* [Problem 1]:
In the forum thread about Mount Washington, where do the first poster's cousins live?

* [Passage provided]:
— START —

# Input on Mount Washington



## Guest (Sep 23, 2009)

Hey guys,

My cousins live on Vancouver Island and invited me out this season for some riding. Just wondering what people that have gone there have thought of it. 

I know it can get windy, but they get a lot of snow.

Thanks in advance


----------



## Guest (Sep 23, 2009)

I tried to hit Tuckerman's Ravine on Mt. Washington every year while in school up in New England, but the cards never played out right. Its the place to go for late season in New England. Here's a link to a site and forum with everything you'll need to know...

Time for Tuckerman - The Consummate Guide to Skiing Tuckerman Ravine


----------



## Guest (Sep 23, 2009)

Just to be sure, I'm talking about Mount Washington on Vancouver Island in British Columbia


----------



## Guest (Sep 23, 2009)

— END —

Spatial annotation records
— START —

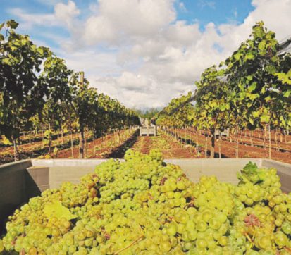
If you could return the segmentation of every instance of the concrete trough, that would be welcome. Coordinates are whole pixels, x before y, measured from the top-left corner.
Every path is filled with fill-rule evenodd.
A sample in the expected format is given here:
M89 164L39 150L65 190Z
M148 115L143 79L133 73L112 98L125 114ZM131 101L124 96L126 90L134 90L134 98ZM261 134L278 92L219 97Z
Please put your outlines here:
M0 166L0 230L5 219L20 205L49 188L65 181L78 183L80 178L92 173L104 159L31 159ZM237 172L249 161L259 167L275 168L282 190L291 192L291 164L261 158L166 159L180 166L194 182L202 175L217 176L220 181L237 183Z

— END —

* [Problem 2]:
Return the records verbatim from their start up to and including the line that contains "Please put your", omitting the pictures.

* [Solution 1]:
Vancouver Island

* [Solution 2]:
If you could return the segmentation of every instance of the concrete trough, that would be welcome. Coordinates are whole pixels, x before y, measured from the top-left corner.
Every path is filled with fill-rule evenodd.
A sample in the expected format is given here:
M89 164L39 150L65 190Z
M148 115L143 79L133 73L112 98L125 114ZM131 101L124 96L126 90L134 90L134 98ZM261 134L278 92L219 97Z
Please put your outlines here:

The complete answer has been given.